Short exercise - Retype the lines below word for word, keeping every one of them unchanged and in the same order.

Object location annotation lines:
● ● ● ● ● ● ●

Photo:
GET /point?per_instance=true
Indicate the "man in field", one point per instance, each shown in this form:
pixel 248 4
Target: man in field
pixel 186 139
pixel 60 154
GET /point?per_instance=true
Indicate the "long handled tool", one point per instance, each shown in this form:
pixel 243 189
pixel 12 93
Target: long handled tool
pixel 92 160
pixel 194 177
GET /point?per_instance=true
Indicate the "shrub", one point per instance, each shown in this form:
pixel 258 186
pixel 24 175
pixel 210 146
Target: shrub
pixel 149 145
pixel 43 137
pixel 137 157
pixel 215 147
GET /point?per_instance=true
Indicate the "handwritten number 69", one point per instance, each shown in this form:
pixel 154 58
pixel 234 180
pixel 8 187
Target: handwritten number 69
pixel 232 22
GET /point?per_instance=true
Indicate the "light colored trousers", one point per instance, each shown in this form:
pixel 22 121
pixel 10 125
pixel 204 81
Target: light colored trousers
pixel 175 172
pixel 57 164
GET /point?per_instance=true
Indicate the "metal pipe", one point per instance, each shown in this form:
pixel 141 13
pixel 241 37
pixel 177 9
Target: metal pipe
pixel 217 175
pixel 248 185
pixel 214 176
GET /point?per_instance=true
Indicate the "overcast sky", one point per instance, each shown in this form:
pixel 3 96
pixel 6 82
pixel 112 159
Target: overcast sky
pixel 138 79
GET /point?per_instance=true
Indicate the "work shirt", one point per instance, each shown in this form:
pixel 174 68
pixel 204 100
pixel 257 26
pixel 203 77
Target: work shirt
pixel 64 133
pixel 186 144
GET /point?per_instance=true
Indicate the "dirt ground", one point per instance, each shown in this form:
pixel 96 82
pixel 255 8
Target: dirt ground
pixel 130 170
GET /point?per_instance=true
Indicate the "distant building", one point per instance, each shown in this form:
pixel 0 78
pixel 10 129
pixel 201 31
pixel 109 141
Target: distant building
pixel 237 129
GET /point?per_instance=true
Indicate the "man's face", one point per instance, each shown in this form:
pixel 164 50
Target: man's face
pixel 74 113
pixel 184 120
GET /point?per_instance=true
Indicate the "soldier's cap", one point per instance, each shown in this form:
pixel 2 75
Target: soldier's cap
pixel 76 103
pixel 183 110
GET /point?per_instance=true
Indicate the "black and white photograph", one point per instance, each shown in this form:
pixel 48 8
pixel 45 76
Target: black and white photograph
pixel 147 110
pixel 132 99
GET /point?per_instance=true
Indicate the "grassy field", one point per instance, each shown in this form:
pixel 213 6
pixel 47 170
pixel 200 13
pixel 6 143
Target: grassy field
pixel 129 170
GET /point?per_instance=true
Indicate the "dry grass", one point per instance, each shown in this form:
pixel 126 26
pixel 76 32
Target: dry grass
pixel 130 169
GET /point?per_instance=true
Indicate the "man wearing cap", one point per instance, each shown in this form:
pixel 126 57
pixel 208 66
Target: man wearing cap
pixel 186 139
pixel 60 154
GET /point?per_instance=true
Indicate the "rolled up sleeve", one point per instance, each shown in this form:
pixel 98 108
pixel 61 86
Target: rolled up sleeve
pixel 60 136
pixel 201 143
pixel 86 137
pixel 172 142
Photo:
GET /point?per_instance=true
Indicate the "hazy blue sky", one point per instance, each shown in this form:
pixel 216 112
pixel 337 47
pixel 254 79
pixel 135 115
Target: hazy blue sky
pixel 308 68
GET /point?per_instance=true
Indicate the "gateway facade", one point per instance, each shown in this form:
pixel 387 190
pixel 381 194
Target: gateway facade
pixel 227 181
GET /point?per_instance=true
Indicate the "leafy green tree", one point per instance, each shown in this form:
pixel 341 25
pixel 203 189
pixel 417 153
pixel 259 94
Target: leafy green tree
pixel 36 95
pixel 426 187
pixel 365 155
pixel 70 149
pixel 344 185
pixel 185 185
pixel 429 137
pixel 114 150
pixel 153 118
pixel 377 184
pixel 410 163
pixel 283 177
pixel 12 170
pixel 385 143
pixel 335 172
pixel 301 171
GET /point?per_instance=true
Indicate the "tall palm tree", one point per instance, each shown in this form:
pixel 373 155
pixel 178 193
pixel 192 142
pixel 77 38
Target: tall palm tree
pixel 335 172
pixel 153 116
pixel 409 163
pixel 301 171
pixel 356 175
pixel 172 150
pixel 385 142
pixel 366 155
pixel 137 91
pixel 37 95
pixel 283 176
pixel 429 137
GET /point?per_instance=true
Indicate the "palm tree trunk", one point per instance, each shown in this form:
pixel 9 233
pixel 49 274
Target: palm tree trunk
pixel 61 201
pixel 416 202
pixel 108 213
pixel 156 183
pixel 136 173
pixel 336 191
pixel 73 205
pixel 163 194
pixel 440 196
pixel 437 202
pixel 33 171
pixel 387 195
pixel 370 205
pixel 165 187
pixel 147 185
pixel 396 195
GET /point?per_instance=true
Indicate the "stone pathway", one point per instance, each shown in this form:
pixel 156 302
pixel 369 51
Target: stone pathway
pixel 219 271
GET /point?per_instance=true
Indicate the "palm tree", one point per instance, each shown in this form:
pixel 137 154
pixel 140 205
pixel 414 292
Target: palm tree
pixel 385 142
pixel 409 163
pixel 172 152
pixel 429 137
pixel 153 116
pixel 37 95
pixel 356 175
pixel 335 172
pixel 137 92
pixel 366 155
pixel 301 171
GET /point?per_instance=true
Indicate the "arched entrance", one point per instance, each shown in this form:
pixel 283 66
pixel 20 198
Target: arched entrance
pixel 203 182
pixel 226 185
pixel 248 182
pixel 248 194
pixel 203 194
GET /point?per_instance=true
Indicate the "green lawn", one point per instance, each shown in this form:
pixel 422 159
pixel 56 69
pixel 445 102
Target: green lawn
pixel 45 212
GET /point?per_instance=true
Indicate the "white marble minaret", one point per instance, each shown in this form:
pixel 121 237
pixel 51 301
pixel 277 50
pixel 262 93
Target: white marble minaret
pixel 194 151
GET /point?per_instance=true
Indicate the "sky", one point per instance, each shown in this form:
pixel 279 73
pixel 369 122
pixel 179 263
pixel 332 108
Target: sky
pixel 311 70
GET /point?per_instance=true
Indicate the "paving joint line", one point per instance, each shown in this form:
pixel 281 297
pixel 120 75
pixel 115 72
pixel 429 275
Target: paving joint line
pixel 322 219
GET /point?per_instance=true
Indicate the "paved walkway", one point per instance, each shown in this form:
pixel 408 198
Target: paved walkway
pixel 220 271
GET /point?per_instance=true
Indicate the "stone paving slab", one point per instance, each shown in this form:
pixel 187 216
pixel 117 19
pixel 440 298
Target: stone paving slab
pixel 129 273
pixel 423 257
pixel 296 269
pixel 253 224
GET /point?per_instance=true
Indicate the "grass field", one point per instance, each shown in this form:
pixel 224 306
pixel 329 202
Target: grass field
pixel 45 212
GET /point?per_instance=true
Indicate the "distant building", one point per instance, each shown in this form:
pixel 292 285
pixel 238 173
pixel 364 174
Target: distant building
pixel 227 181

● ● ● ● ● ● ●

Result of this exercise -
Photo:
GET /point?per_instance=true
Indicate the "man in field", one point per instance, each shown in this form:
pixel 248 4
Target: man in field
pixel 186 139
pixel 60 154
GET /point?per_instance=true
Indicate the "long handled tool", one point per instance, each shown in this form:
pixel 243 189
pixel 12 93
Target: long handled tool
pixel 92 160
pixel 194 177
GET /point?per_instance=true
Indicate the "shrub", one point per instance, each shown in this form:
pixel 258 186
pixel 24 175
pixel 210 146
Target: shrub
pixel 149 145
pixel 43 137
pixel 137 157
pixel 215 147
GET /point?per_instance=true
Indicate the "handwritten number 69", one point per instance, each shown in this form:
pixel 154 58
pixel 234 180
pixel 8 187
Target: handwritten number 69
pixel 232 22
GET /point?per_instance=true
Indicate the "light colored trousers", one point per instance, each shown in this form:
pixel 22 121
pixel 10 125
pixel 204 81
Target: light colored trousers
pixel 175 172
pixel 57 164
GET /point?per_instance=true
Indicate the "metal pipe", one point per instance, each shown in this form:
pixel 141 13
pixel 241 37
pixel 177 9
Target: metal pipe
pixel 217 175
pixel 248 185
pixel 214 176
GET /point?per_instance=true
Indicate the "overcast sky", one point per instance, each shown in this form:
pixel 3 96
pixel 6 82
pixel 112 159
Target: overcast sky
pixel 138 79
GET /point?per_instance=true
Indicate the "work shirt", one point per instance, each shown in this form:
pixel 174 68
pixel 204 100
pixel 257 26
pixel 203 77
Target: work shirt
pixel 64 133
pixel 186 144
GET /point?per_instance=true
Indicate the "dirt ground", one point per instance, each shown in this form:
pixel 96 82
pixel 255 8
Target: dirt ground
pixel 130 170
GET /point?per_instance=true
Indicate the "distant building", one point per instance, each shown in this form:
pixel 0 78
pixel 10 129
pixel 201 31
pixel 109 141
Target: distant building
pixel 237 129
GET /point?per_instance=true
Indicate the "man's face", one point per instance, each shown in this form:
pixel 164 50
Target: man's face
pixel 74 113
pixel 184 120
GET /point?per_instance=true
Indicate the "soldier's cap", one point per instance, each shown in this form:
pixel 2 75
Target: soldier's cap
pixel 76 103
pixel 183 110
GET /point?per_instance=true
Indicate the "black and white photograph", one point per instance, each shown in this form:
pixel 48 8
pixel 45 76
Target: black and white photograph
pixel 147 110
pixel 132 99
GET /point?per_instance=true
Indicate the "grassy field", one point per instance, each shown in this form:
pixel 213 6
pixel 47 170
pixel 200 13
pixel 6 143
Target: grassy field
pixel 129 170
GET /point?per_instance=true
Indicate the "dry grass", one point per instance, each shown in this form:
pixel 126 26
pixel 76 32
Target: dry grass
pixel 130 169
GET /point?per_instance=true
Indicate the "man wearing cap", one point per instance, each shown in this form:
pixel 126 57
pixel 208 66
Target: man wearing cap
pixel 186 139
pixel 60 154
GET /point?per_instance=true
Indicate the "rolled up sleeve", one point per instance, each shown in this form:
pixel 98 108
pixel 61 86
Target: rolled up sleeve
pixel 60 136
pixel 201 143
pixel 86 137
pixel 172 142
Photo:
GET /point?per_instance=true
Indicate the "hazy blue sky", one point per instance, each shown in this form:
pixel 216 112
pixel 337 47
pixel 254 79
pixel 135 115
Target: hazy blue sky
pixel 308 68
GET /point?per_instance=true
Indicate the "gateway facade", one point per instance, each shown in this form:
pixel 387 190
pixel 381 194
Target: gateway facade
pixel 227 181
GET /point?per_instance=true
Indicate the "leafy green tree", one point per instance, each shown in this form:
pixel 341 25
pixel 203 189
pixel 417 153
pixel 259 94
Target: leafy green tree
pixel 36 95
pixel 426 187
pixel 365 155
pixel 70 149
pixel 344 185
pixel 185 185
pixel 429 137
pixel 114 150
pixel 153 118
pixel 377 184
pixel 410 163
pixel 283 177
pixel 12 170
pixel 385 143
pixel 335 172
pixel 301 171
GET /point?per_instance=true
Indicate the "tall palm tree", one point per instance, each shown in this form:
pixel 373 155
pixel 178 193
pixel 192 142
pixel 77 38
Target: tall palm tree
pixel 335 172
pixel 153 116
pixel 409 163
pixel 301 171
pixel 356 175
pixel 172 150
pixel 385 142
pixel 366 155
pixel 137 91
pixel 37 95
pixel 283 176
pixel 429 137
GET /point?per_instance=true
Indicate the "palm tree trunk", one point per instance, each shown in this form:
pixel 9 233
pixel 49 274
Target: palm tree trunk
pixel 61 201
pixel 416 202
pixel 108 213
pixel 156 183
pixel 136 173
pixel 336 191
pixel 73 205
pixel 163 194
pixel 440 196
pixel 437 202
pixel 33 171
pixel 387 195
pixel 370 205
pixel 165 187
pixel 147 185
pixel 396 195
GET /point?per_instance=true
Indicate the "stone pathway", one point per instance, each shown in this form:
pixel 156 302
pixel 369 51
Target: stone pathway
pixel 219 271
GET /point?per_instance=true
Indicate the "palm tree", one point per instance, each shown in this form:
pixel 137 154
pixel 140 205
pixel 414 292
Target: palm tree
pixel 385 142
pixel 409 163
pixel 172 152
pixel 429 137
pixel 153 116
pixel 37 95
pixel 356 175
pixel 335 172
pixel 137 92
pixel 366 155
pixel 301 171
GET /point?per_instance=true
Indicate the "arched entrance", one point per instance, each shown in this form:
pixel 283 66
pixel 20 198
Target: arched entrance
pixel 203 182
pixel 226 185
pixel 248 182
pixel 248 194
pixel 203 194
GET /point?per_instance=true
Indicate the "green lawn", one point per instance, each shown in this form:
pixel 422 159
pixel 56 69
pixel 445 102
Target: green lawn
pixel 45 212
GET /point?per_instance=true
Indicate the "white marble minaret", one point per instance, each shown in this form:
pixel 121 237
pixel 51 301
pixel 277 50
pixel 262 93
Target: white marble minaret
pixel 194 151
GET /point?per_instance=true
Indicate the "sky", one point per instance, each shown in this form:
pixel 279 73
pixel 369 122
pixel 179 263
pixel 332 108
Target: sky
pixel 311 70
GET /point?per_instance=true
Indicate the "paving joint line", one point per instance, each shown in this form:
pixel 281 297
pixel 120 75
pixel 115 72
pixel 429 275
Target: paving joint line
pixel 322 219
GET /point?per_instance=true
Indicate the "paved walkway", one point per instance, each shown in this form:
pixel 408 198
Target: paved walkway
pixel 220 271
GET /point?per_instance=true
Indicate the "stone paving slab", one point per instance, each shown in this form:
pixel 187 216
pixel 117 19
pixel 440 298
Target: stone paving slab
pixel 129 273
pixel 423 257
pixel 296 269
pixel 253 224
GET /point?per_instance=true
Indicate the "grass field", one point per instance, each shown in this form:
pixel 224 306
pixel 329 202
Target: grass field
pixel 45 212
GET /point?per_instance=true
Indicate the "distant building", one point per instance, each shown in this form:
pixel 292 285
pixel 238 173
pixel 364 174
Target: distant building
pixel 227 181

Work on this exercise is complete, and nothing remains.